» Exercise instructions: How many lines of the items below contain the string "eyebrow", with case counting? Give only the number.

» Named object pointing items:
__________________________________________________

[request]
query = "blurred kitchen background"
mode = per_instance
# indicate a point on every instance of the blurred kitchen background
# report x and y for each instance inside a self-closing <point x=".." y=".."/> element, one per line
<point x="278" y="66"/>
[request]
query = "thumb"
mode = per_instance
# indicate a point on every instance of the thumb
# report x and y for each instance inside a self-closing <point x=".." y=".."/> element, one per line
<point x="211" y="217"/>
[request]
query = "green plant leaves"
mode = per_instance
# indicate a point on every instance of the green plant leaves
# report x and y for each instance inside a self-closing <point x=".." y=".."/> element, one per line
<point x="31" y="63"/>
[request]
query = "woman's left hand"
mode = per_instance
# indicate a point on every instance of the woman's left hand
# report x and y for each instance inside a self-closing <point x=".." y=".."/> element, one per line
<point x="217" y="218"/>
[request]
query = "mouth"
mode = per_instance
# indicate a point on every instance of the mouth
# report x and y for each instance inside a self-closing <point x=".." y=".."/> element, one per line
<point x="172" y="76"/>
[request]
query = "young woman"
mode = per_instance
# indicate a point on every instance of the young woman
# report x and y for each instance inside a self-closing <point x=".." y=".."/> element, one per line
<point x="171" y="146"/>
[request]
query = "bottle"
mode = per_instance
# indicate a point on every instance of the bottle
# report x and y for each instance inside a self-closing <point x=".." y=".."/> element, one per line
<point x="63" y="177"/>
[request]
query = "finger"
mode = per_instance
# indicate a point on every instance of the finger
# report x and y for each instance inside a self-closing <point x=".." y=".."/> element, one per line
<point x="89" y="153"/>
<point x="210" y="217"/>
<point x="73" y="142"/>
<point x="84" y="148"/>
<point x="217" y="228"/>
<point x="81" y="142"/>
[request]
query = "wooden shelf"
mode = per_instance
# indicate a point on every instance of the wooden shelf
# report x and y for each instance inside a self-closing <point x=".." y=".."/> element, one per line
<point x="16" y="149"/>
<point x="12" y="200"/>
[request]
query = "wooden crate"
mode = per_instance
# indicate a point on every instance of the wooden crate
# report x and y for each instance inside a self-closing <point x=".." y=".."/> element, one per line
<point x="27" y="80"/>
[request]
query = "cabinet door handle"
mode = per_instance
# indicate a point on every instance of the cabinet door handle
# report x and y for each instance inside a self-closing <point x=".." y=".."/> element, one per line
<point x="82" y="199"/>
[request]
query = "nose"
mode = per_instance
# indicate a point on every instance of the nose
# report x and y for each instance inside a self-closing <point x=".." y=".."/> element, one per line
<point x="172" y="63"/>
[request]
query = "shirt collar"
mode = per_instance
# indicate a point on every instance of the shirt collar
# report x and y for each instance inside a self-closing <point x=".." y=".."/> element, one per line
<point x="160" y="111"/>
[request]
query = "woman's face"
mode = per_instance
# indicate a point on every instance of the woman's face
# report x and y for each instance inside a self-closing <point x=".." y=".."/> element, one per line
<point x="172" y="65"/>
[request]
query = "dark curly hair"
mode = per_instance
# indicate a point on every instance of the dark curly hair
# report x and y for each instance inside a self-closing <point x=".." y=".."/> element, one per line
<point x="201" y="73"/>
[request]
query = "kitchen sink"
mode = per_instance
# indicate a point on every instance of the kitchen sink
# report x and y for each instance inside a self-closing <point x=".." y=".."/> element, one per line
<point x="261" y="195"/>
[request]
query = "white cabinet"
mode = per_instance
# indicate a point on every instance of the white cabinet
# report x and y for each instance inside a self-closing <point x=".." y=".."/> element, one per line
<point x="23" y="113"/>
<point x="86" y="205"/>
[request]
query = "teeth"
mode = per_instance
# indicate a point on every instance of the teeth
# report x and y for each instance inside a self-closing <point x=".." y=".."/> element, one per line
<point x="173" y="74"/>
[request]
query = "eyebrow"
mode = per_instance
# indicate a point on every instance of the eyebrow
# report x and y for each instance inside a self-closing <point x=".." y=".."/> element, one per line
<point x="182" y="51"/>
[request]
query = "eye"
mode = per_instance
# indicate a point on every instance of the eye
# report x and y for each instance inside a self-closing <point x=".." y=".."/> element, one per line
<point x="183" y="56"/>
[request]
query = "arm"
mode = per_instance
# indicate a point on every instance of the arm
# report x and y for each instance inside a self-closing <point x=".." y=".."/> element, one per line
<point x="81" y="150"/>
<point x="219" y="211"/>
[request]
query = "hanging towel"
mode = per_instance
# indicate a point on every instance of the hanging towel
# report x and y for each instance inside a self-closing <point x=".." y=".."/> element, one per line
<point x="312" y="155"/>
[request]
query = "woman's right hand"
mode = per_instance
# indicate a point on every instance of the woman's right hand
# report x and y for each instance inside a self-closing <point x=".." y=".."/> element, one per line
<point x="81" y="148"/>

__________________________________________________

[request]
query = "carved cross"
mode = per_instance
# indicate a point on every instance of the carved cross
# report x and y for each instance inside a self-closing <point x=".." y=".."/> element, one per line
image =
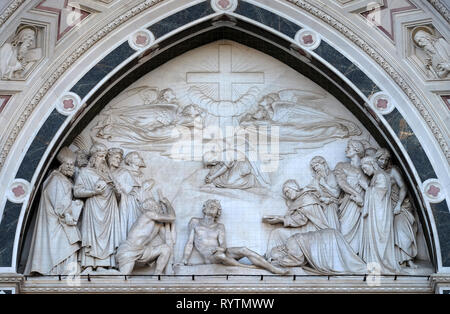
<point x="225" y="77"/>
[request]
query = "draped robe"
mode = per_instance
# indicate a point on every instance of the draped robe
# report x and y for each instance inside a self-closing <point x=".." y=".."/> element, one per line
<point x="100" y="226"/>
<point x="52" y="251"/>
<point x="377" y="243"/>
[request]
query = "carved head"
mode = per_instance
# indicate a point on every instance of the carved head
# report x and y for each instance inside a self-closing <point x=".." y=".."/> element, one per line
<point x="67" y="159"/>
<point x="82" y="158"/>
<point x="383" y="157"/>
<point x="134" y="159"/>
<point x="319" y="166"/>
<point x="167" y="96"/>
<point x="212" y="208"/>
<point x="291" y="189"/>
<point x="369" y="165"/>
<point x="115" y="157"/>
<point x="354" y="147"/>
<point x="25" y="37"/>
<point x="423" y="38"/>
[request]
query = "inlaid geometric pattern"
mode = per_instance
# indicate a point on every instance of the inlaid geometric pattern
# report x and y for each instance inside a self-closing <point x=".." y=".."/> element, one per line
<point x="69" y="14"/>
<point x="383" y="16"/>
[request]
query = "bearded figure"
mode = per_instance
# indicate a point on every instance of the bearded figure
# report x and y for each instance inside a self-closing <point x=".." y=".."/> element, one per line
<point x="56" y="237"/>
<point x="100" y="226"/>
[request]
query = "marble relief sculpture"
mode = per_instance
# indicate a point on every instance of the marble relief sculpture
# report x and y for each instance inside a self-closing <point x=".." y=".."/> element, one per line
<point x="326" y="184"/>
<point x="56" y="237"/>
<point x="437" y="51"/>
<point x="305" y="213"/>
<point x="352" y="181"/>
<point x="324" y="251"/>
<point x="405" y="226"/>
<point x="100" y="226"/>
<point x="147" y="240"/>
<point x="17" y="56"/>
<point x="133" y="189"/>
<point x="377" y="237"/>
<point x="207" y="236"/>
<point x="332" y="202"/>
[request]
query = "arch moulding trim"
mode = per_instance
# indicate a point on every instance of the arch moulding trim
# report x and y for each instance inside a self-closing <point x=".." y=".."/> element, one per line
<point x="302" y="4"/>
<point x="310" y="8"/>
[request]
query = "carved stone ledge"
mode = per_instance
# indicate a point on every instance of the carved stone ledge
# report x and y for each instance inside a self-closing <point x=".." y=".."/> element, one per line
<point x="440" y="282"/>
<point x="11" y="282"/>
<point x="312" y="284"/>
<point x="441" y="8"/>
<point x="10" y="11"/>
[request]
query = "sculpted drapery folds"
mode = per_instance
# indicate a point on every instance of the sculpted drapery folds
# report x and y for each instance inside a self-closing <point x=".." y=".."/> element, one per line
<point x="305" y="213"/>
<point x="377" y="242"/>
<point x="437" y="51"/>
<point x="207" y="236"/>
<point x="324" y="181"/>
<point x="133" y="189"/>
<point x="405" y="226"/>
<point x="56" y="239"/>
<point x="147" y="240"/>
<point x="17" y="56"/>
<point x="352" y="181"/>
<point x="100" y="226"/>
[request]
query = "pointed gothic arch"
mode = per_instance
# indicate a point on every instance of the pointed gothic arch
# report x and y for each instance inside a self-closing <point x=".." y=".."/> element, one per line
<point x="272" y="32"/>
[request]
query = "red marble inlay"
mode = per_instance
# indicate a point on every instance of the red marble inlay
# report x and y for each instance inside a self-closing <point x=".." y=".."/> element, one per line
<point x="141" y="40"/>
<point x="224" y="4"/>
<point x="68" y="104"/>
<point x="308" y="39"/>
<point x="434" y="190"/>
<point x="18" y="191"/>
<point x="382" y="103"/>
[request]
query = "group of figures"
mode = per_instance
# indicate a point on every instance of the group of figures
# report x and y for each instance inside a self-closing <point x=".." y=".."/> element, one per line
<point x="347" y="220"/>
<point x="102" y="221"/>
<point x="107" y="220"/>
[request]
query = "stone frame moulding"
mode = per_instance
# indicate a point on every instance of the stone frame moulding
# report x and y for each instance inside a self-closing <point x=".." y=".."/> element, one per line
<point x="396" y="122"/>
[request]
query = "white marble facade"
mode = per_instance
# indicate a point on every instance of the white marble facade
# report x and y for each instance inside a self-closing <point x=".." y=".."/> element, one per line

__________________________________________________

» Exercise response: 2